▶ _Text section_
===
Custom Search

Welcome!

Welcome to my blog!

Tuesday, February 28, 2012

Love is All: Quarter Edit

I sent this to Andrew, but I am posting here:

I’ve been working on a story based on a song by the Tallest Man on Earth called “Love is All.” I’ve been experiencing a lot of emotions lately regarding Sean. He couldn’t come again on Saturday; he worked a double and was tired. I didn’t know he fell back to sleep until later when he woke up. My friend was mad and started calling him really bad names. I felt so bad, but I couldn’t speak up. We went to see one of my favorite bands and the Irish car bomb hit me badly and I followed suite with the bad names. He did text apologizing for falling back to sleep and I almost texted him something that I think would have made me lose everything. I am glad I didn’t. My friend said to ignore all communication with him. I did that yesterday for a bit, then he sent me, “I already feel really guilty about everything and if you don’t want to be my friend, just tell me.” We had a heart to heart and it turns out we care deeply for one another. He lives 2 hours away by bus (surprisingly mom brought it to my attention that maybe it was hard for him to get to our house with the bus and all and I shouldn’t hold that against him…after all I feel the same way after a week of taking the bus sometimes too) and we basically came to the conclusion that if we want to hang out we would decide the day before and whatnot. It all depends on finances too. I know my friend isn’t going to be happy; both mom and gram said, “she might not like him, but that shouldn’t affect you. It is your relationship.” I never cared so deeply for someone before. Even if it’s only turns out to be friends only, I want him in my life. Still things are a bit confusing and my emotions are all over the place. Gotta love butterflies.




Anyway, I am going to change things around a bit to add my motions and just change the whole feel. I will post the changes in my blog later, but I want to send it to you so you can compare and tell me which parts I should keep and take out for the other version of my story.



Thanks!
===
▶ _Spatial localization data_
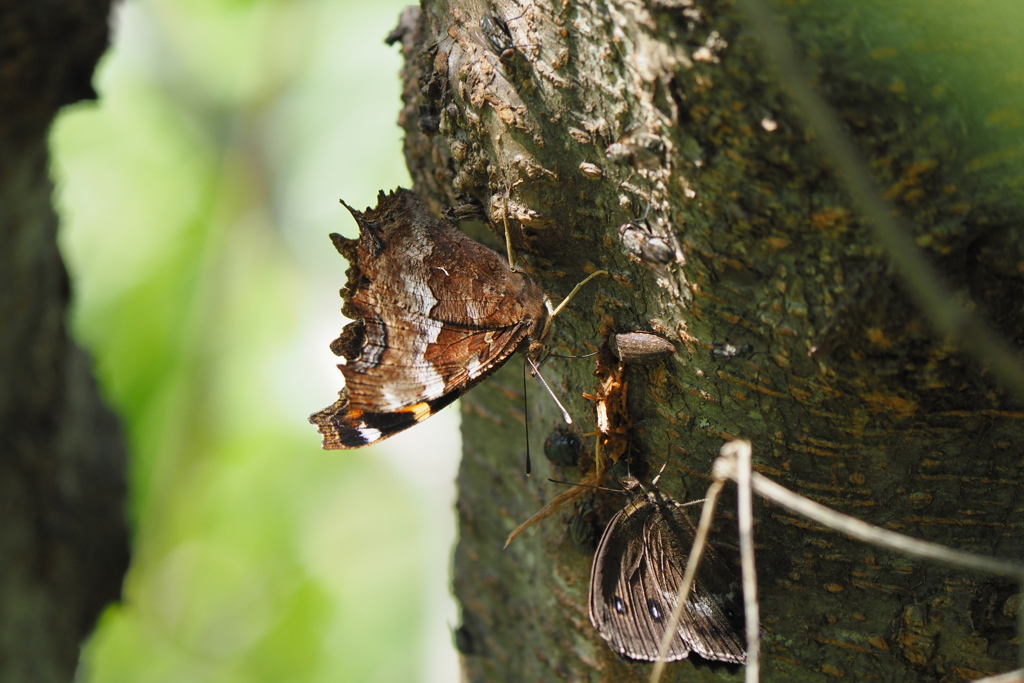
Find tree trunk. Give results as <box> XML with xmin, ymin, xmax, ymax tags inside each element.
<box><xmin>0</xmin><ymin>0</ymin><xmax>128</xmax><ymax>683</ymax></box>
<box><xmin>396</xmin><ymin>0</ymin><xmax>1024</xmax><ymax>681</ymax></box>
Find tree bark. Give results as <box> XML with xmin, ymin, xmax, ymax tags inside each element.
<box><xmin>395</xmin><ymin>0</ymin><xmax>1024</xmax><ymax>681</ymax></box>
<box><xmin>0</xmin><ymin>0</ymin><xmax>128</xmax><ymax>682</ymax></box>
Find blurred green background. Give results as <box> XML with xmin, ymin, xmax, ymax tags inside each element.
<box><xmin>52</xmin><ymin>0</ymin><xmax>459</xmax><ymax>683</ymax></box>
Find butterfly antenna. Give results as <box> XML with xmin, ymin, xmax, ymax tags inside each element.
<box><xmin>522</xmin><ymin>356</ymin><xmax>532</xmax><ymax>476</ymax></box>
<box><xmin>522</xmin><ymin>355</ymin><xmax>572</xmax><ymax>423</ymax></box>
<box><xmin>547</xmin><ymin>349</ymin><xmax>601</xmax><ymax>358</ymax></box>
<box><xmin>502</xmin><ymin>188</ymin><xmax>516</xmax><ymax>272</ymax></box>
<box><xmin>548</xmin><ymin>477</ymin><xmax>618</xmax><ymax>493</ymax></box>
<box><xmin>650</xmin><ymin>460</ymin><xmax>669</xmax><ymax>486</ymax></box>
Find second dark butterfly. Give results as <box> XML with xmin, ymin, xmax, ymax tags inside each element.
<box><xmin>590</xmin><ymin>477</ymin><xmax>746</xmax><ymax>664</ymax></box>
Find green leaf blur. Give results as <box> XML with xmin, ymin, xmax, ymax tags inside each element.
<box><xmin>51</xmin><ymin>0</ymin><xmax>458</xmax><ymax>683</ymax></box>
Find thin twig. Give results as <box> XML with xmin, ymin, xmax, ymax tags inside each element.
<box><xmin>714</xmin><ymin>439</ymin><xmax>761</xmax><ymax>683</ymax></box>
<box><xmin>737</xmin><ymin>0</ymin><xmax>1024</xmax><ymax>398</ymax></box>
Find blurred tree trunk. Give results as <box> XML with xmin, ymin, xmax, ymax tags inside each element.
<box><xmin>0</xmin><ymin>0</ymin><xmax>128</xmax><ymax>683</ymax></box>
<box><xmin>392</xmin><ymin>0</ymin><xmax>1024</xmax><ymax>681</ymax></box>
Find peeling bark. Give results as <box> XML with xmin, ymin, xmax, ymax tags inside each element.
<box><xmin>387</xmin><ymin>0</ymin><xmax>1024</xmax><ymax>681</ymax></box>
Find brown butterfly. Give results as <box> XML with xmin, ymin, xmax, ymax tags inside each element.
<box><xmin>309</xmin><ymin>188</ymin><xmax>548</xmax><ymax>449</ymax></box>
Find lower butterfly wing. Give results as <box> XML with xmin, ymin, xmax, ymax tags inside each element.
<box><xmin>309</xmin><ymin>319</ymin><xmax>532</xmax><ymax>450</ymax></box>
<box><xmin>645</xmin><ymin>502</ymin><xmax>746</xmax><ymax>664</ymax></box>
<box><xmin>590</xmin><ymin>501</ymin><xmax>690</xmax><ymax>661</ymax></box>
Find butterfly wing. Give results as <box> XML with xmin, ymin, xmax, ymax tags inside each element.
<box><xmin>309</xmin><ymin>189</ymin><xmax>545</xmax><ymax>449</ymax></box>
<box><xmin>590</xmin><ymin>497</ymin><xmax>746</xmax><ymax>664</ymax></box>
<box><xmin>590</xmin><ymin>499</ymin><xmax>690</xmax><ymax>661</ymax></box>
<box><xmin>645</xmin><ymin>499</ymin><xmax>746</xmax><ymax>664</ymax></box>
===
▶ _Instructions_
1 > According to the blog post, how far away does Sean live by bus?
2 > Resume the blog post after its final line.
The listing has no connection to the blog post.

▶ _Results of the exercise_
1 > Sean lives two hours away by bus.

2 >
Love,

Jessica



-----------------------------------------------------------------------------------------------------------------------------------------------------------------------



Love is All

Based on the song by The Tallest Man on Earth



Well, I walk upon the river like it’s easier than land, the guitar riffs and echoing of the loud drums from my favorite band blasts out of my headphones. Life had been like that lately—treading in the currents of confusion and emotions, yet these currents were also beautiful and painted a picture full of colour, life and possibility.

“You know it’s really up to you with what you want to do, not someone else,” my grandmother had said. We usually bonded once a week on the bus when we would go to the rehabilitation and physical therapy center.

“I know. But, what my friend said… I love my friend dearly, but I care deeply for him.”

“Well, there you go. Your friend might not like him, but it’s your relationship and not hers.”

Oh, your will is in my hand. Those names echo through my head. He did disappoint me when he didn’t show up and called to tell me he couldn’t come. My friend loathed him for that—twice—inexcusable in her book. I love my friend dearly, but there was something that wasn’t sitting right with me. I wanted to listen to my friend, but there is something in my heart and my mind that told me that despite everything, I like him and at least he called. It might have sucked, but I might be a fool for being too understanding. But, aren’t we all fools when it comes to feelings of the heart? Maybe there are just some things that I need to decide for myself. Maybe this is one of those instances.